Archiviato il “Family Day,” ora c’è bisogno di “riuscire ad entrare nelle istituzioni,” lì dove si fanno le leggi e dove la famiglia è davvero sotto attacco. Simone Pillon, avvocato, esperto di diritto di famiglia, anima del Family Day dello scorso 20 giugno, delinea in una intervista a Matchman-News quali sono i passaggi successivi alla grande manifestazione di piazza San Giovanni. Spiega: “Non dobbiamo fare l’errore post-Family Day del 2007, quando, terminata la manifestazione, siamo tornati a casa a risultato raggiunto.” Si deve piuttosto continuare la campagna di sensibilizzazione, spiegare alle persone la “bugia dell’ideologia di genere”, e riuscire infine ad entrare nelle istituzioni, l’obiettivo più difficile perché sono luoghi molto chiusi.

“Parlavo al Parlamento Europeo qualche tempo fa di diritto di famiglia, e sottolineavo che la famiglia è quella che si compone del matrimonio tra uomo e donna. Fui un po’ criticato, mi fu fatto notare che la famiglia nella migliore delle possibilità non esiste, e se esiste è una identità liquida, tutta da definire… Questo dimostra che nelle stanze del Parlamento Europeo, luoghi molto esclusivi, è difficile far penetrare idee difformi dalle idee di base. Il gender è ormai entrato come ideologia condivisa.”

Ma perché tutto questo accanimento in favore del gender? I dati popolari dimostrano che le persone vanno in tutt’altra direzione: in Slovacchia si è difesa la famiglia tradizionale, in Slovenia è accaduto lo stesso, persino in Austria le persone hanno votato in favore della famiglia composta da uomo e donna…

L’ideologia del genere viene da una elaborazione filosofica costruita a tavolino in alcune università del Nord America e poi trasfusa nelle conferenze internazionali dell’ONU, una elaborazione che poi ricade nelle legislazioni nazionali. Dal mio punto di vista, le persone sono convinte dall’ideologia del gender: a furia di incontrarla, a furia di studiarla, questa ideologia conquista le persone. Il vero problema è aiutare le persone a capire che questa ideologia è falsa. Un dibattito molto difficile, dal momento che questa ideologia è diventata un moloch intoccabile, e chi prova a contrastarla viene attaccato.

COSA SI CHIEDE
**1)** Rispondi in base al brano:
(a) In che giorno si è tenuto il Family Day di cui Simone Pillon è stato anima?
(b) Dove stava parlando di diritto di famiglia Pillon quando fu criticato?
(c) Quali paesi vengono nominati come esempi di voto a favore della famiglia tradizionale?
**2)** Riscrivi in forma più breve il paragrafo del brano che comincia con "Ma perché tutto questo accanimento", mantenendo i fatti principali.
**3)** Trascrivi senza cambiare nulla tutta la parte del brano che va da "L’ideologia del genere" giù fino a "contrastarla viene attaccato.", comprese queste parole.

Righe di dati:
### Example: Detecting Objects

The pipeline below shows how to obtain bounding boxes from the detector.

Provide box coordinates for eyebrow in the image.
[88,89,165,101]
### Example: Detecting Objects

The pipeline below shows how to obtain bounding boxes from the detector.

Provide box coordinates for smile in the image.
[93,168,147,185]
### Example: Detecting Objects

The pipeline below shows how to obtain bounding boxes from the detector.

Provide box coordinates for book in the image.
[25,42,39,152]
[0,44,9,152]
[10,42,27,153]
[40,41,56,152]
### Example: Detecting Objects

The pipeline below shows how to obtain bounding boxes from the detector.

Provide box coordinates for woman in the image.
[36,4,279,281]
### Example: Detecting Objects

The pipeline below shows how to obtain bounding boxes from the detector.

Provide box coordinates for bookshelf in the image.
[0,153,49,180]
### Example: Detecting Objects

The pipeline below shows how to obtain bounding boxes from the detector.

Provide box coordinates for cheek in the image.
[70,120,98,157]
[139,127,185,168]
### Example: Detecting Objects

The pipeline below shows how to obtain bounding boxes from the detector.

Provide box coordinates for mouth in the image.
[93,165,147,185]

LE SOLUZIONI
**1)**
(a) Il 20 giugno.
(b) Al Parlamento Europeo.
(c) Slovacchia, Slovenia e Austria.

**2)** Ci si chiede perché ci sia tanto accanimento a favore del gender, visto che i dati popolari indicano la direzione opposta. La famiglia tradizionale è stata difesa in Slovacchia e in Slovenia, e perfino in Austria si è votato per la famiglia composta da uomo e donna.

**3)**
L’ideologia del genere viene da una elaborazione filosofica costruita a tavolino in alcune università del Nord America e poi trasfusa nelle conferenze internazionali dell’ONU, una elaborazione che poi ricade nelle legislazioni nazionali. Dal mio punto di vista, le persone sono convinte dall’ideologia del gender: a furia di incontrarla, a furia di studiarla, questa ideologia conquista le persone. Il vero problema è aiutare le persone a capire che questa ideologia è falsa. Un dibattito molto difficile, dal momento che questa ideologia è diventata un moloch intoccabile, e chi prova a contrastarla viene attaccato.